● THE PROBLEM
Each line of the listing below must be retyped as given.

● TASK DATA
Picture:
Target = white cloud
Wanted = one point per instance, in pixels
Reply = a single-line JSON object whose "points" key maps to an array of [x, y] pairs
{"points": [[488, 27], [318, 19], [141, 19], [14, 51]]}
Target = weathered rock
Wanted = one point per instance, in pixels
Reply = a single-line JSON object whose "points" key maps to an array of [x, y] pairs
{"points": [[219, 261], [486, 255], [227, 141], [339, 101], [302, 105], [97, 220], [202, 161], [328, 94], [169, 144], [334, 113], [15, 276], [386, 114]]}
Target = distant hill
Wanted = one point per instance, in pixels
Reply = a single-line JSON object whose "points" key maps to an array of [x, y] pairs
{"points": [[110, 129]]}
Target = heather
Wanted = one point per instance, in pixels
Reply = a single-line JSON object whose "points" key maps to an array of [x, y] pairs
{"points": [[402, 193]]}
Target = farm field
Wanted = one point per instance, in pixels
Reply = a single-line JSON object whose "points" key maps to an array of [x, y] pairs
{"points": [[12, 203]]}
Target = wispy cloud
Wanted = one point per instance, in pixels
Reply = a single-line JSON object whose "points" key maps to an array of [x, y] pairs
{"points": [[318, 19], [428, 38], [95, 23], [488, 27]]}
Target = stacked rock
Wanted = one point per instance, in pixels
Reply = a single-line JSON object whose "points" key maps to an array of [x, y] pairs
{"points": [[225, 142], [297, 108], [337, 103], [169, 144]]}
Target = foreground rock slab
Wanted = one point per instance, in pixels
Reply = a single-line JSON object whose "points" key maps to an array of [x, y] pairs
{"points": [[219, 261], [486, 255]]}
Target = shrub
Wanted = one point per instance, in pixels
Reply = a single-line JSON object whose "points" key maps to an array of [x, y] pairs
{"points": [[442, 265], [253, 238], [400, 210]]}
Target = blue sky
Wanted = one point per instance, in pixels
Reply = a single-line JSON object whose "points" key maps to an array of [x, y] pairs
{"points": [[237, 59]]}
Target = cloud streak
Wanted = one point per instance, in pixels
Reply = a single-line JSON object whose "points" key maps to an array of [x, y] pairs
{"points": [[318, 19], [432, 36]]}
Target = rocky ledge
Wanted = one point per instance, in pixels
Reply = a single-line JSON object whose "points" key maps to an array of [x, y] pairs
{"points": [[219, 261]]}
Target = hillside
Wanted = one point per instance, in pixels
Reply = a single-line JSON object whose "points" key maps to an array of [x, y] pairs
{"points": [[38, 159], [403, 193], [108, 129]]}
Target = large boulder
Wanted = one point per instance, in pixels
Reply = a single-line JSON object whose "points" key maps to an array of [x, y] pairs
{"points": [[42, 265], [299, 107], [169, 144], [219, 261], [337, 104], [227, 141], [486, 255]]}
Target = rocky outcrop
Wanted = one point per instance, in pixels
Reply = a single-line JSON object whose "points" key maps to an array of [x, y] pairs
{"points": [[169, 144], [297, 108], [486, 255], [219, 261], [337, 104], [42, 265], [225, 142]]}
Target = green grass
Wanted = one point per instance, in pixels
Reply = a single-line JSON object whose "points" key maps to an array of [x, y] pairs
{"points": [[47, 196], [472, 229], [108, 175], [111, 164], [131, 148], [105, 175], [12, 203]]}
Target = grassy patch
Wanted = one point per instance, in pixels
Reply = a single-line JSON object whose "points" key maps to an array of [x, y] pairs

● EXPECTED ANSWER
Picture:
Target = white cloud
Wanted = one point per instance, in pixels
Reply = a single-line JSON object whose "points" key maps to an array of [x, y] pairs
{"points": [[488, 27], [318, 19], [141, 19], [14, 51]]}
Target = weathered rock
Wanted = one point per instance, in pixels
Reply = a single-line JSON object whose "points" key maps to an array of [x, y] pairs
{"points": [[219, 261], [486, 255], [227, 141], [339, 101], [302, 105], [97, 220], [202, 161], [328, 94], [169, 144], [334, 113], [15, 276], [386, 114]]}
Target = distant hill
Wanted = one point per instance, in pixels
Reply = a single-line JSON object whose "points" key maps to an array of [x, y] pairs
{"points": [[110, 129]]}
Target = heather
Wanted = one point per instance, in pixels
Reply = a single-line JSON object whose "points" key maps to an array of [x, y] pairs
{"points": [[402, 193]]}
Target = farm field
Wanted = one point per instance, in pixels
Reply = a single-line JSON object whose "points" key maps to an array of [x, y] pairs
{"points": [[12, 203]]}
Target = wispy cloud
Wanted = one point per instance, in pixels
Reply = a single-line JSON object whose "points" key maps to an array of [x, y] pairs
{"points": [[318, 19], [428, 38], [95, 23], [488, 27]]}
Target = stacked rock
Wanted = one point per instance, in pixels
Reply = a single-line JSON object whose "points" key maps to an array of [x, y] pairs
{"points": [[225, 142], [297, 108], [337, 103], [169, 144]]}
Target = foreground rock slab
Wanted = one point per instance, in pixels
Reply = a single-line JSON object whose "points" key maps to an array of [x, y] pairs
{"points": [[219, 261], [486, 255]]}
Target = shrub
Wanted = one point per instance, in pixels
Reply = a single-line JSON object whose "points" key maps to an array of [x, y] pairs
{"points": [[442, 265], [253, 238], [400, 210]]}
Target = blue sky
Wanted = one point per instance, in pixels
Reply = a single-line JSON object whose "points" key maps to an array of [x, y] pairs
{"points": [[237, 59]]}
Target = cloud streak
Wanted = one point per instance, in pixels
Reply = a single-line JSON object whose "points" key maps to an array of [x, y] pairs
{"points": [[318, 19], [432, 36]]}
Target = rocky ledge
Wanted = one point per instance, in pixels
Reply = a single-line JSON object whose "points" key maps to an array of [x, y] pairs
{"points": [[219, 261]]}
Target = hillside
Wanted = one point per instance, in pixels
Reply = a single-line JSON object whose "points" key maps to an array of [x, y] pairs
{"points": [[38, 159], [403, 193], [108, 129]]}
Target = large boulder
Wanted = one point per instance, in pixels
Reply = a single-line JSON object whose "points" key maps to an array of [x, y] pairs
{"points": [[42, 265], [299, 107], [169, 144], [219, 261], [337, 104], [227, 141], [486, 255]]}
Target = rocky outcrop
Wanted = one point per instance, in pixels
Reply = a single-line JSON object whose "points" key maps to an array of [x, y] pairs
{"points": [[169, 144], [297, 108], [486, 255], [219, 261], [337, 104], [42, 265], [225, 142]]}
Target = green grass
Wanted = one point per instance, in pixels
Reply = a single-line JSON object whose "points" key maps to an array of [x, y] pairs
{"points": [[47, 196], [472, 229], [108, 175], [111, 164], [131, 148], [105, 175], [12, 203]]}
Target = grassy patch
Wanted = one point per instance, in pixels
Reply = a single-line JSON object whose "points" key maps to an array of [x, y] pairs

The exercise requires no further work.